ABSTRACT
Energy benchmarking and carbon footprint reduction opportunities in Portland cement manufacturing processes in Nigeria are presented. Life Cycle Assessment (LCA) is used to estimate the environmental impact of three cement manufacturing processes in Nigeria. The energy consumption of the cement manufacturing processes are evaluated using energy Benchmarking and Energy Savings Tool for cement (BEST-Cement). BEST-Cement evaluates and compares the energy consumption of the cement manufacturing processes in Nigeria to China (world largest producer of cement) and International energy benchmark practices. Energy Conservation Supply Curves (ECSC) were used to evaluate energy and emission reduction mitigations measures through the application of energy efficient measures/technological changes. A list of 34 energy efficiency measures/technologies were applied as per the technological requirement of each cement manufacturing process technology in constructing an Energy Conservation Supply Curve (ECSC). The carbon footprint of 1 tonne of Portland cement produced by the wet, semi-wet and dry cement manufacturing processes in Nigeria estimated using the 100 years Global Warming Potential (GWP) value are 871 kg of CO2 Eq, 694.45 kg CO2 Eq and 621 kg of CO2 Eq respectively per tonne. The average technical potential for thermal and electrical energy savings for the three cement manufacturing processes when compared to International cement manufacturing energy benchmarks were 35% and 39.27%. When compared to Chinese cement manufacturing energy benchmarks, the average technical potential for thermal and electrical energy savings were 29% and 25.56% respectively. Results from the Energy Conservation Supply Curve model, indicates that the cost-effective energy efficiency potential for the wet cement plant in 2010 is 235,038 GJ/year, which accounts for 6.87% of primary energy, for the semi-wet process it is estimated at 237,913GJ/year which accounts for 8.89% of primary energy and the dry cement plant VII estimated to be 374,055GJ/year which accounts for 14% of primary energy. The reduction in carbon footprint emissions due to use of selected energy efficiency measures/technological changes applied to the Conservation Supply Curves estimates that a total of 12,362 tCO2Eq per year, 12,694 tCO2Eq per year and 20,502 tCO2Eq per year are achieved for the wet, semi-wet and dry cement manufacturing processes in Nigeria respectively.

※ ※ ※

**TASK INSTRUCTIONS:**
(a) List every percentage figure that appears in the abstract on cement manufacturing in Nigeria above.
(b) Please extend the abstract on cement manufacturing in Nigeria with the next few sentences, picking up right after its final sentence.

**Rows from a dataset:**
※ ※ ※

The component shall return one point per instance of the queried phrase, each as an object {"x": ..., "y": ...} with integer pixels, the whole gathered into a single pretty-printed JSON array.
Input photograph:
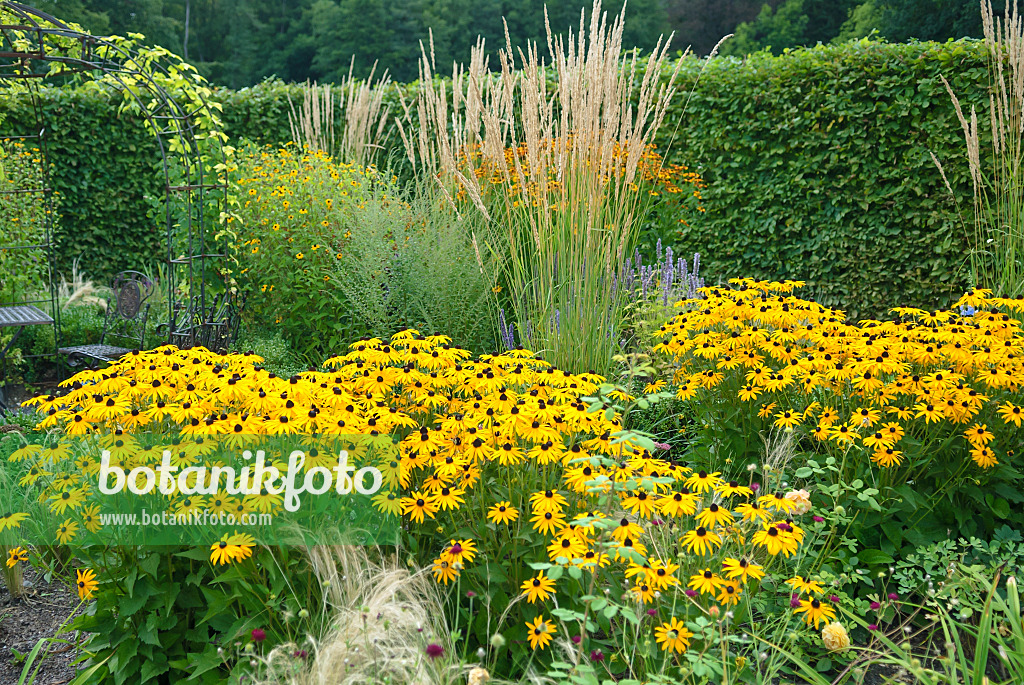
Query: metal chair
[{"x": 124, "y": 319}]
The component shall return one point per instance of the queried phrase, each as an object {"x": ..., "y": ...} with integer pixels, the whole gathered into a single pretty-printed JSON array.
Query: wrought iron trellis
[{"x": 37, "y": 48}]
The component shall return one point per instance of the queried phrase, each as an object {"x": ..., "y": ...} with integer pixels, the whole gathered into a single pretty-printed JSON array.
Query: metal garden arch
[{"x": 36, "y": 48}]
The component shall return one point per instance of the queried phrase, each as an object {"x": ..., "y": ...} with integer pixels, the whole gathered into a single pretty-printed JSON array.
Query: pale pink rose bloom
[{"x": 802, "y": 499}]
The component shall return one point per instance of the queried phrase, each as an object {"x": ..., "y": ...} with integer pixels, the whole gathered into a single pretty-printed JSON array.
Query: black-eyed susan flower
[
  {"x": 418, "y": 506},
  {"x": 673, "y": 636},
  {"x": 11, "y": 520},
  {"x": 700, "y": 541},
  {"x": 444, "y": 570},
  {"x": 547, "y": 522},
  {"x": 678, "y": 504},
  {"x": 701, "y": 481},
  {"x": 538, "y": 588},
  {"x": 803, "y": 586},
  {"x": 815, "y": 610},
  {"x": 741, "y": 569},
  {"x": 540, "y": 633},
  {"x": 503, "y": 512},
  {"x": 16, "y": 555},
  {"x": 729, "y": 593},
  {"x": 85, "y": 583},
  {"x": 552, "y": 501},
  {"x": 67, "y": 531},
  {"x": 714, "y": 515},
  {"x": 706, "y": 582}
]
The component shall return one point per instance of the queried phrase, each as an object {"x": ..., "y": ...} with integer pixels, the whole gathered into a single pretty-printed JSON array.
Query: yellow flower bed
[
  {"x": 894, "y": 389},
  {"x": 508, "y": 480}
]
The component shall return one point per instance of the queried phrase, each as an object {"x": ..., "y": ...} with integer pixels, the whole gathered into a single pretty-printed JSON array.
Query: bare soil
[{"x": 25, "y": 621}]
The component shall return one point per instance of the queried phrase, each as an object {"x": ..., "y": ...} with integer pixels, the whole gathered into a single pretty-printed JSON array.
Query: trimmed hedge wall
[
  {"x": 818, "y": 169},
  {"x": 817, "y": 164},
  {"x": 107, "y": 174}
]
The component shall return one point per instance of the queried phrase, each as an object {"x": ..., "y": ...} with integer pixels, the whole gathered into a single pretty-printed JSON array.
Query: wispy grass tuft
[
  {"x": 546, "y": 151},
  {"x": 365, "y": 118},
  {"x": 383, "y": 617},
  {"x": 996, "y": 173}
]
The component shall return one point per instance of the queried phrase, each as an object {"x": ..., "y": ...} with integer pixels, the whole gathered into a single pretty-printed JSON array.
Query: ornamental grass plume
[
  {"x": 996, "y": 176},
  {"x": 386, "y": 625},
  {"x": 562, "y": 208},
  {"x": 365, "y": 117}
]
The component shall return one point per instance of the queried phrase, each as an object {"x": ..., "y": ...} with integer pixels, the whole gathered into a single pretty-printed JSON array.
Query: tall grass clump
[
  {"x": 547, "y": 153},
  {"x": 996, "y": 173},
  {"x": 383, "y": 621},
  {"x": 358, "y": 103}
]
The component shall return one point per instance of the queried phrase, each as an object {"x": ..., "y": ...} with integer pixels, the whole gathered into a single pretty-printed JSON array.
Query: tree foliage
[{"x": 238, "y": 43}]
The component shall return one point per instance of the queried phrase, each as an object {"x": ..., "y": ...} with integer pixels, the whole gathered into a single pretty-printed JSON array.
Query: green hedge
[
  {"x": 818, "y": 169},
  {"x": 107, "y": 169},
  {"x": 817, "y": 163}
]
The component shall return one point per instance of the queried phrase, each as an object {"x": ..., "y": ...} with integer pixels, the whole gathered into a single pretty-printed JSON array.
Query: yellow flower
[
  {"x": 741, "y": 568},
  {"x": 66, "y": 531},
  {"x": 538, "y": 588},
  {"x": 814, "y": 610},
  {"x": 706, "y": 582},
  {"x": 700, "y": 541},
  {"x": 540, "y": 633},
  {"x": 86, "y": 583},
  {"x": 444, "y": 570},
  {"x": 15, "y": 555},
  {"x": 11, "y": 520},
  {"x": 673, "y": 636},
  {"x": 805, "y": 587}
]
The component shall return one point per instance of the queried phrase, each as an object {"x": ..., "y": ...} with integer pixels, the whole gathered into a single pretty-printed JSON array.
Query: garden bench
[
  {"x": 18, "y": 315},
  {"x": 125, "y": 319}
]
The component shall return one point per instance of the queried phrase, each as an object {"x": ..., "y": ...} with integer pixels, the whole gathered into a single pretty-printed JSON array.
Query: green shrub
[
  {"x": 818, "y": 168},
  {"x": 817, "y": 164},
  {"x": 330, "y": 252}
]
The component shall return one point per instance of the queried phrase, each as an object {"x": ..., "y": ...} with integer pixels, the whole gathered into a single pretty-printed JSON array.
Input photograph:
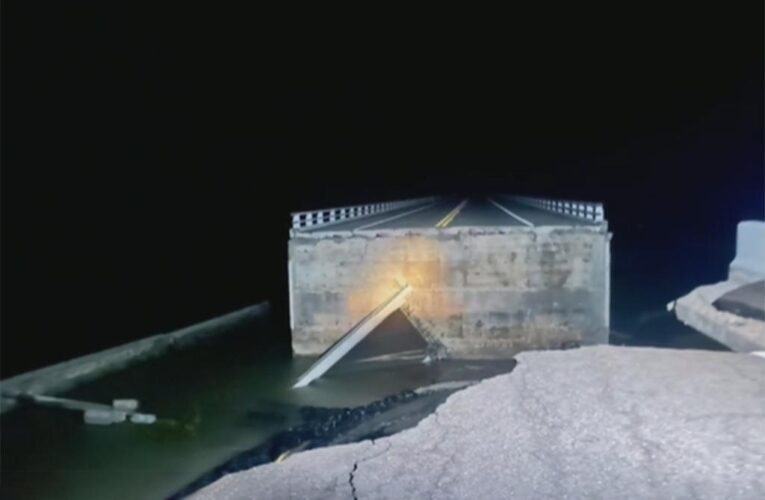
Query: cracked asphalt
[{"x": 596, "y": 422}]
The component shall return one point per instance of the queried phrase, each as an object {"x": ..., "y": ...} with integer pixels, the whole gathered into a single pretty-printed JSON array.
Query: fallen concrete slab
[{"x": 596, "y": 422}]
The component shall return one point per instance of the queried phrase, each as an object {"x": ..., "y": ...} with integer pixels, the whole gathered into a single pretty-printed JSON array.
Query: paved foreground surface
[{"x": 597, "y": 422}]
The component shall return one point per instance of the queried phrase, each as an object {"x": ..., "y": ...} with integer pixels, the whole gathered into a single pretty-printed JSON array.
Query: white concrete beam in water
[{"x": 356, "y": 334}]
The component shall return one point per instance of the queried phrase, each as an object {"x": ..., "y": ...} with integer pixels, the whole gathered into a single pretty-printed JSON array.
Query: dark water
[
  {"x": 220, "y": 399},
  {"x": 214, "y": 401}
]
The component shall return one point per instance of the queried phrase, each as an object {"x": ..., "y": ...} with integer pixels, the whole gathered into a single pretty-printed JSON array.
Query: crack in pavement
[{"x": 352, "y": 473}]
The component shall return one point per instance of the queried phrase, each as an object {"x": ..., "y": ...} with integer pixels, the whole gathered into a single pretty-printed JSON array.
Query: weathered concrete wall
[{"x": 482, "y": 292}]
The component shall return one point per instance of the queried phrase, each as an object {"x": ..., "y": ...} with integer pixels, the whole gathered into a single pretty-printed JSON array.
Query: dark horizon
[{"x": 151, "y": 159}]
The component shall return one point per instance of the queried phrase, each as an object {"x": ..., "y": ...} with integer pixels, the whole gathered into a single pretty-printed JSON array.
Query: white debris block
[
  {"x": 103, "y": 417},
  {"x": 125, "y": 404},
  {"x": 143, "y": 418}
]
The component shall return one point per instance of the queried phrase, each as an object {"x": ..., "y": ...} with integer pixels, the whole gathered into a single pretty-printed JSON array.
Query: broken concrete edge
[
  {"x": 597, "y": 227},
  {"x": 738, "y": 333},
  {"x": 68, "y": 374},
  {"x": 606, "y": 438}
]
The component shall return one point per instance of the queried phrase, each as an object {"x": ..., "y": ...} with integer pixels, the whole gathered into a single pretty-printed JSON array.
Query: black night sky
[{"x": 150, "y": 159}]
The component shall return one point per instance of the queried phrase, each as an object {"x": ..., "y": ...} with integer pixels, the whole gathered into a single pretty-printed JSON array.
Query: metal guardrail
[
  {"x": 327, "y": 216},
  {"x": 581, "y": 209}
]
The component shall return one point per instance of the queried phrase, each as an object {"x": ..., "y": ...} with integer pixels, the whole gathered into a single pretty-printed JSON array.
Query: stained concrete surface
[{"x": 595, "y": 422}]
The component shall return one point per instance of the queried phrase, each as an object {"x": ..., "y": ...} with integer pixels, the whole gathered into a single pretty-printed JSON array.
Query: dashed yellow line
[{"x": 451, "y": 215}]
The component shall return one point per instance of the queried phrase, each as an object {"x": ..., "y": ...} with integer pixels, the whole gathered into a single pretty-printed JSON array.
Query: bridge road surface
[{"x": 456, "y": 212}]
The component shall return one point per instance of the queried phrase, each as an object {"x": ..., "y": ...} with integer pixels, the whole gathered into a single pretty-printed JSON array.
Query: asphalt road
[{"x": 469, "y": 212}]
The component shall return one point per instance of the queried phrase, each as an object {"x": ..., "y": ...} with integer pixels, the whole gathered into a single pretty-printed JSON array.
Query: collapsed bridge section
[{"x": 489, "y": 277}]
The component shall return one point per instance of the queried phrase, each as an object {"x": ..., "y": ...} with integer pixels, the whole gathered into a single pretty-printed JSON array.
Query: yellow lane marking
[{"x": 451, "y": 215}]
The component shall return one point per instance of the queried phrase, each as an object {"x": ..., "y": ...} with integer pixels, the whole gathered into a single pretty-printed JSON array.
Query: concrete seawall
[
  {"x": 480, "y": 291},
  {"x": 63, "y": 376}
]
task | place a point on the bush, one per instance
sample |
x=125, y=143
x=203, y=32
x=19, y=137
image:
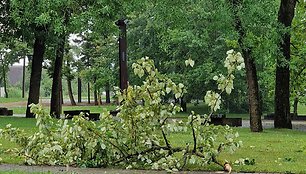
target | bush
x=138, y=135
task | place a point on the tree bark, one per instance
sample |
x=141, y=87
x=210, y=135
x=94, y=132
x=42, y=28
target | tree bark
x=70, y=92
x=56, y=103
x=88, y=92
x=251, y=74
x=253, y=93
x=4, y=79
x=295, y=103
x=183, y=104
x=79, y=90
x=36, y=68
x=282, y=117
x=107, y=93
x=95, y=92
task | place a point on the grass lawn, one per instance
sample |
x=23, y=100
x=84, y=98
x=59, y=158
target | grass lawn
x=274, y=150
x=9, y=100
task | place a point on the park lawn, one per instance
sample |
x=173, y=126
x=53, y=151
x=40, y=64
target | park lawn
x=10, y=100
x=274, y=150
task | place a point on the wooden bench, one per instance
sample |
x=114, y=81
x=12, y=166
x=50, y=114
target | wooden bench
x=5, y=111
x=299, y=117
x=92, y=116
x=220, y=119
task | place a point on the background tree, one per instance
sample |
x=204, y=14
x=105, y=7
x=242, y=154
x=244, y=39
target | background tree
x=282, y=117
x=298, y=56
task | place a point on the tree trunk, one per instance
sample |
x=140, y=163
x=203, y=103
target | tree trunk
x=282, y=117
x=107, y=93
x=96, y=97
x=36, y=68
x=4, y=79
x=183, y=104
x=251, y=74
x=88, y=92
x=70, y=92
x=295, y=103
x=79, y=90
x=56, y=103
x=253, y=93
x=95, y=92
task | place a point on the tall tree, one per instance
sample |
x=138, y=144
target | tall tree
x=251, y=72
x=282, y=117
x=56, y=97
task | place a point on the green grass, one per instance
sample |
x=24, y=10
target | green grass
x=9, y=100
x=274, y=150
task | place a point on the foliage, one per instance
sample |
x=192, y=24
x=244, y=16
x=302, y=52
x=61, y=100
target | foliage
x=138, y=136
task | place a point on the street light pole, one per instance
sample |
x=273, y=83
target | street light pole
x=122, y=54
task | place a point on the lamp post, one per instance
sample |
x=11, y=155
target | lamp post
x=122, y=54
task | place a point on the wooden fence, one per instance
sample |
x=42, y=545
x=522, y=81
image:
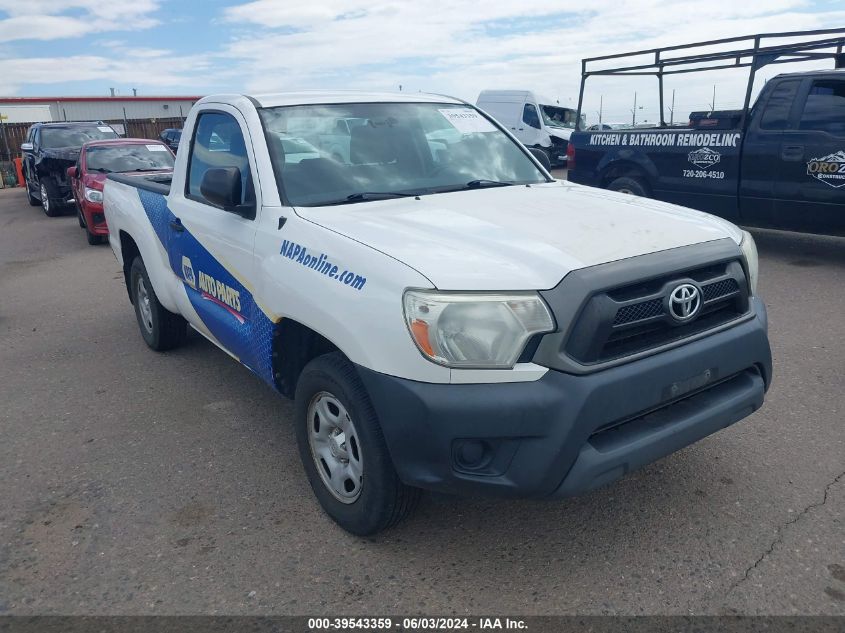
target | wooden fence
x=135, y=128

※ ※ ※

**RESULTS:**
(a) 35%, 39.27%, 29%, 25.56%, 6.87%, 8.89%, 14%

(b)
CHAPTER ONE
INTRODUCTION
1.1 Introduction
Climate change is increasingly being recognized as a major global challenge, and many organizations and individuals are actively trying to quantify their impact and also reduce Greenhouse Gas (GHG) emissions due to their activities (Doyle, 2009). It is widely accepted that products and services that human beings utilize indirectly or directly generate GHG emissions. The GHG emissions from anthropogenic sources are on the rise and thus warming up the planet causing adverse change in weather conditions and patterns around the world (GHG Schemes Addressing Climate Change, 2011). The extensive use of fossil energy resources in world manufacturing industry contribute significant amount of GHG emissions to the environment (World Energy Resources, 2013).
One of such manufacturing process that contributes to the generation of GHG emission is cement manufacturing. Cement manufacture is a major mineral commodity industry and cement production process is a highly energy intensive process (Ohunakin et al, 2012). The energy consumed by world cement industry is estimated at about 2% of the global primary energy consumption, which is equal to 5% of the total world industrial energy consumption (Worrell et al, 2001). The world cement industrial sector is believed to emit about 5% – 7% of the world total CO2 anthropogenic emissions (Schneider et al, 2011).
1.2 Cement
The British Standard (EN 197-1:2000, 2004) for cement defines cement as a hydraulic binder, i.e. a finely ground inorganic material which, when mixed with water, forms a paste which sets and hardens by means of hydration reactions and processes and
which, after hardening, retains its strength and stability even under water. Cement is mostly grey in colour and it is used majorly as a bonding agent in production of concrete: concrete is a mixture of inert mineral aggregates, e.g., sand, gravel, crushed stones, and cement. It is used majorly for civil construction. Portland cement is the most popularly and commonly cement in use in the world (Bell, 2007).
Generally there are two types of Portland cement, they are the Ordinary Portland Cement (OPC) and the Blended Cement (BC), which is available as slag or Portland Pozzolana cement. (PPC). The Ordinary Portland cement contains mixture of clinker and gypsum ground to a very fine powder while the BC is manufactured by blending a mixture of Ordinary Portland cement with Pozzolana materials (Fly Ash) to form PPC or with slag. The mixing proportions of OPC and the Pozzolana materials or slag is not less than 15% and not more than 35% by weight of cement (Pofale and Wanjari, 2014).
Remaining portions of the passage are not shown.